BEGIN PASSAGE PROVIDED
QAnon and cultural spectacles of child sexual exploitation

This paper was delivered at the online symposium Researching Representations of Child Sexual Abuse in Contemporary Culture, hosted by UCD Dublin on May 26.

This paper frames QAnon as the latest example of the cultural ‘spectacularisation’ of child sexual exploitation. When I refer to ‘spectacularisation’, I’m drawing on thinkers like Debord (1998) and Baudrillard (1988), and referring to a mode of representation in which social phenomena are rendered primarily in the registers of fiction and fantasy. In this process, they lose connection to facts outside the spectacle. By way of introduction, QAnon is a right wing conspiracy theory which positions Donald Trump as a messianic figure appointed by God to the US presidency. According to QAnon, Trump’s primary purpose and goal as president was to defeat the Satan worshipping paedophile cabal supposedly driving the Democratic political party and controlling liberal politics on a global scale. In the wake of Trump’s electoral defeat, journalistic and academic attempts to analyse and understand QAnon have frequently drawn parallels with the so-called “satanic panic” of the 1980s, with the suggestion that QAnon is the latest iteration of a conservative moral panic over child sexual abuse (e.g. Caldwell, Shapiro, Jarenwattananon, & Venkat, 2021; Vrzal, 2020). I want to complicate that analysis by pointing to long-standing silences and gaps in public discourse on child sexual exploitation. The mass media and academia have struggled to generate a coherent framework of analysis and discussion of complex child sexual abuse cases. In the early 1990s, journalists and academics fell into conspiracy theories of their own making in their widespread promulgation of the claim that sexual exploitation allegations were the product of “false memories” and “moral panic” (Salter, 2013). Such conspiracy theories have delegitimised journalistic and academic inquiry into child sexual exploitation, and I argue that QAnon is the latest iteration of epistemic failures to constitute allegations of child sexual exploitation as meaningful and actionable.
END PASSAGE PROVIDED
BEGIN GIVEN ENTRIES
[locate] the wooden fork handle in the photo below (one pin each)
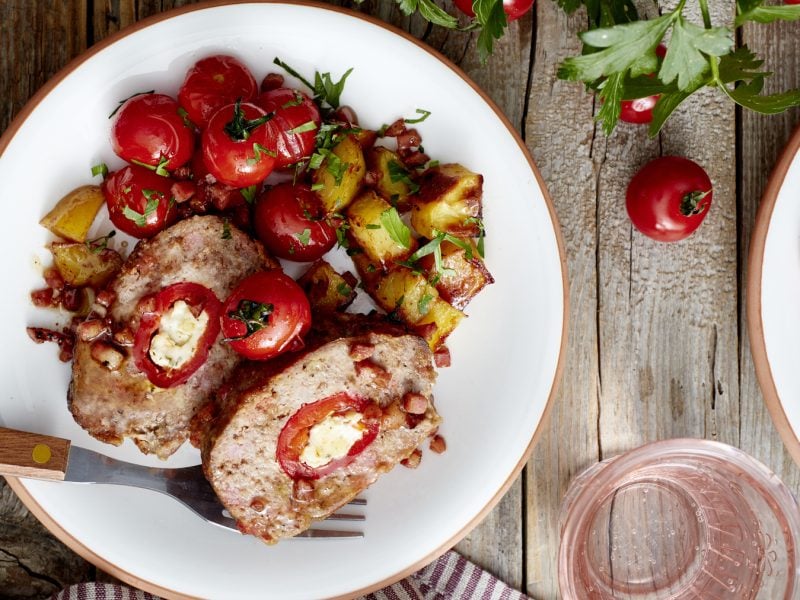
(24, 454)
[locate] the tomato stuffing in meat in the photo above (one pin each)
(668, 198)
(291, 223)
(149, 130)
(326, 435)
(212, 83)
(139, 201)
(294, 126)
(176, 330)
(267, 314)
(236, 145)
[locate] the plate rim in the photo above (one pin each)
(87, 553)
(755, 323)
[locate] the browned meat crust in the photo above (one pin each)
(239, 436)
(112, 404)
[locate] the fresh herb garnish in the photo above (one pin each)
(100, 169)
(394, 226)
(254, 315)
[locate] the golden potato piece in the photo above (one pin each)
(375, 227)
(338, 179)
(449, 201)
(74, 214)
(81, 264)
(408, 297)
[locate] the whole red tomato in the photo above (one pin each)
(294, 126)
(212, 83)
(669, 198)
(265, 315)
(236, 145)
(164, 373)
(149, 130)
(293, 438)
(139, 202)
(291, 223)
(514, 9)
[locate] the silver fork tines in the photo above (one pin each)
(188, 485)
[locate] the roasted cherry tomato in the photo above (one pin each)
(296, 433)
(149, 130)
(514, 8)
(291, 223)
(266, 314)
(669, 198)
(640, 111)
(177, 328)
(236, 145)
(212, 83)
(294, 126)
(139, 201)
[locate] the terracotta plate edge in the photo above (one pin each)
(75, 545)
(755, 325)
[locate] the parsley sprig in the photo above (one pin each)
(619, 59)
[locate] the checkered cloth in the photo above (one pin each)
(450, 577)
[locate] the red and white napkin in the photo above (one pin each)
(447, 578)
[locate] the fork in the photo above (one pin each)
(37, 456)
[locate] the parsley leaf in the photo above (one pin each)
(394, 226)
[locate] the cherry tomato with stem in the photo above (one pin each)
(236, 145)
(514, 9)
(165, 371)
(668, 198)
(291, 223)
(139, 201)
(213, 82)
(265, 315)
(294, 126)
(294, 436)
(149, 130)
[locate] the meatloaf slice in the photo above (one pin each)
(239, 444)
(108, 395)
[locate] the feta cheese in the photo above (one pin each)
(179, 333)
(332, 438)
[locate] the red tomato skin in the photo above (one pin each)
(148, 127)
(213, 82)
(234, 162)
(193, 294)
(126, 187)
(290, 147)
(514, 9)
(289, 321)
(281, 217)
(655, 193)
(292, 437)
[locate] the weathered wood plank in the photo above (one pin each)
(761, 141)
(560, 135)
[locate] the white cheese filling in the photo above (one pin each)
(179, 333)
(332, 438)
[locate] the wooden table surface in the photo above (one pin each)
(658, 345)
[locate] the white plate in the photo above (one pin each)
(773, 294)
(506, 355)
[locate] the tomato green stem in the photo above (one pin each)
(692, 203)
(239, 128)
END GIVEN ENTRIES
### EXERCISE REQUIREMENTS
Reproduce the QAnon paper between "QAnon and cultural" and "Dublin on May 26.", inclusive, substituting "conference" for "symposium".

### EXPECTED OUTPUT
QAnon and cultural spectacles of child sexual exploitation

This paper was delivered at the online conference Researching Representations of Child Sexual Abuse in Contemporary Culture, hosted by UCD Dublin on May 26.